## Requirements
Reproduce the data below line for line, changing nothing.

* Start Records supplied *

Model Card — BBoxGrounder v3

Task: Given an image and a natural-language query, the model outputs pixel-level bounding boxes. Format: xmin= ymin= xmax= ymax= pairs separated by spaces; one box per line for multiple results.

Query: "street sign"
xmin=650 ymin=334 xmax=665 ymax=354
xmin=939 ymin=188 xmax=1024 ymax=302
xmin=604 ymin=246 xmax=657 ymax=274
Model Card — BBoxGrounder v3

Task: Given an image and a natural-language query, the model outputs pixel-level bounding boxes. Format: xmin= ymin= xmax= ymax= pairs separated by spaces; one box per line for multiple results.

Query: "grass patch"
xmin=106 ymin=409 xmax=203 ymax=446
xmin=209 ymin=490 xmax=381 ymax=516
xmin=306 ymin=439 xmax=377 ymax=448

* End Records supplied *

## Complete response
Model Card — BBoxGrounder v3

Task: Given an image and a natural-language query, the model outputs pixel-level bounding boxes. Format: xmin= ymin= xmax= ymax= pairs separated by spaces; one box per line for multiple results.

Query: "street sign"
xmin=650 ymin=334 xmax=665 ymax=354
xmin=939 ymin=188 xmax=1024 ymax=302
xmin=604 ymin=246 xmax=657 ymax=274
Model Card — BBoxGrounder v3

Task: Given an image and a natural-language query, the model outputs pixel-level bounding boxes. Format: xmin= ymin= xmax= ymax= pairs separated by spaces; one box per line for multiple results.

Query: "grass patch"
xmin=106 ymin=409 xmax=203 ymax=446
xmin=209 ymin=490 xmax=381 ymax=516
xmin=306 ymin=439 xmax=377 ymax=448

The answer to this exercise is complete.